▶ [Requirement]: Please write out every record exactly, but keep any images out of it.

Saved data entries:
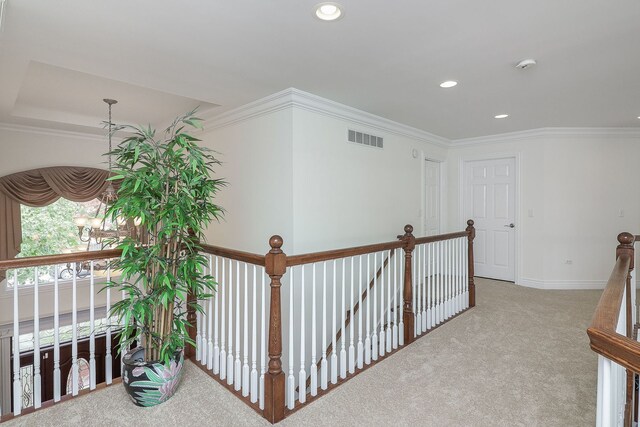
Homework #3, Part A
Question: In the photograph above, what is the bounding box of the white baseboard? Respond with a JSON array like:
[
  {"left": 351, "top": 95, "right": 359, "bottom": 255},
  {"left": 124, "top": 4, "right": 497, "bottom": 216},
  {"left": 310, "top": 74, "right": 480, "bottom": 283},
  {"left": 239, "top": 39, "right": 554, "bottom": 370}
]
[{"left": 517, "top": 277, "right": 607, "bottom": 290}]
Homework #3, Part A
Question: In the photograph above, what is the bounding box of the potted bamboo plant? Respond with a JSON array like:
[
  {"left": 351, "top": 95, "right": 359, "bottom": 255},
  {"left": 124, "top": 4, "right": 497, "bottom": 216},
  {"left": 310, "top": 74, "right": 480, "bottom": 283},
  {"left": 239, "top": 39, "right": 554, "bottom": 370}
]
[{"left": 104, "top": 110, "right": 224, "bottom": 406}]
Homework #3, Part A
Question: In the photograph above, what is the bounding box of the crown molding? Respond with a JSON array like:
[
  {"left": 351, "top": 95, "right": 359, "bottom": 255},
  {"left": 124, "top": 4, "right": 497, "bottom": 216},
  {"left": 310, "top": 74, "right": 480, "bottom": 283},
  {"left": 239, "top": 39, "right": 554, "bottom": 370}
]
[
  {"left": 0, "top": 122, "right": 105, "bottom": 143},
  {"left": 451, "top": 127, "right": 640, "bottom": 146},
  {"left": 202, "top": 88, "right": 451, "bottom": 148}
]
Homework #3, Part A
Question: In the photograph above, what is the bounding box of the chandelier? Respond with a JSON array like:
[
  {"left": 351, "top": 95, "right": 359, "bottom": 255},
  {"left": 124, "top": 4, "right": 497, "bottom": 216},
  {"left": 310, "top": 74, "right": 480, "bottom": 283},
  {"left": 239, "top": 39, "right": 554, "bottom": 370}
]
[{"left": 73, "top": 99, "right": 139, "bottom": 249}]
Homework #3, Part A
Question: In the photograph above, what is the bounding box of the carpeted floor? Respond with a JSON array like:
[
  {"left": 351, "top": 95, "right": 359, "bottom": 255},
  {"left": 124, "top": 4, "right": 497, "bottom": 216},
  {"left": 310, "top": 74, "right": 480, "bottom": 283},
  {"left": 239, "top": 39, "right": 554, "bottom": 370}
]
[{"left": 4, "top": 278, "right": 601, "bottom": 426}]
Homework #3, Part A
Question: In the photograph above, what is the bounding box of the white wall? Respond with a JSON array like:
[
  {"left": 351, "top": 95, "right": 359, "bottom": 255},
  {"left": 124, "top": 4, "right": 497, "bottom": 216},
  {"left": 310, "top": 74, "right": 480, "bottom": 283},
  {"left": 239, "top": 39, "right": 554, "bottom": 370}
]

▶ [Task solution]:
Homework #3, Part A
Question: In the photograph above, what is the bounding box of the white baseboard? Respond with a JSON array like:
[
  {"left": 351, "top": 95, "right": 359, "bottom": 255},
  {"left": 124, "top": 4, "right": 497, "bottom": 216},
  {"left": 310, "top": 74, "right": 480, "bottom": 283},
  {"left": 239, "top": 39, "right": 554, "bottom": 370}
]
[{"left": 517, "top": 277, "right": 607, "bottom": 290}]
Homework #3, Part A
Question: In the photograph above, what is the bounding box of the potted bamboo plant? Respond with a JSON array like:
[
  {"left": 351, "top": 95, "right": 359, "bottom": 255},
  {"left": 124, "top": 4, "right": 497, "bottom": 216},
  {"left": 310, "top": 74, "right": 480, "bottom": 283},
  {"left": 239, "top": 39, "right": 554, "bottom": 370}
]
[{"left": 104, "top": 110, "right": 224, "bottom": 406}]
Homework #3, Part A
Question: In the photograph above, what is the bounding box of the crown molding? Respond with a JSON array like:
[
  {"left": 351, "top": 95, "right": 359, "bottom": 255},
  {"left": 124, "top": 4, "right": 497, "bottom": 216},
  {"left": 310, "top": 74, "right": 480, "bottom": 283},
  {"left": 239, "top": 39, "right": 554, "bottom": 370}
]
[
  {"left": 0, "top": 122, "right": 105, "bottom": 143},
  {"left": 451, "top": 127, "right": 640, "bottom": 146},
  {"left": 202, "top": 88, "right": 451, "bottom": 148}
]
Homework #3, Part A
Question: In the photograph above, what is the bounding box of the chandelier? Respond with a JSON array like:
[
  {"left": 351, "top": 95, "right": 359, "bottom": 255},
  {"left": 124, "top": 4, "right": 497, "bottom": 216},
  {"left": 310, "top": 74, "right": 480, "bottom": 283},
  {"left": 239, "top": 39, "right": 554, "bottom": 370}
]
[{"left": 73, "top": 99, "right": 139, "bottom": 249}]
Homework #3, Part A
Question: In the photograph above, what is the bounding box of the carpeted floor? Respond with a JSON array like:
[
  {"left": 351, "top": 95, "right": 359, "bottom": 255},
  {"left": 124, "top": 4, "right": 497, "bottom": 216},
  {"left": 310, "top": 74, "right": 480, "bottom": 283},
  {"left": 239, "top": 39, "right": 554, "bottom": 370}
]
[{"left": 4, "top": 278, "right": 601, "bottom": 426}]
Homework #3, Part A
Question: In the photograph above, what is the bounding box of the white wall? Respond with a JSON array like:
[
  {"left": 351, "top": 95, "right": 359, "bottom": 255},
  {"left": 124, "top": 4, "right": 497, "bottom": 216},
  {"left": 310, "top": 74, "right": 480, "bottom": 283},
  {"left": 239, "top": 39, "right": 554, "bottom": 370}
]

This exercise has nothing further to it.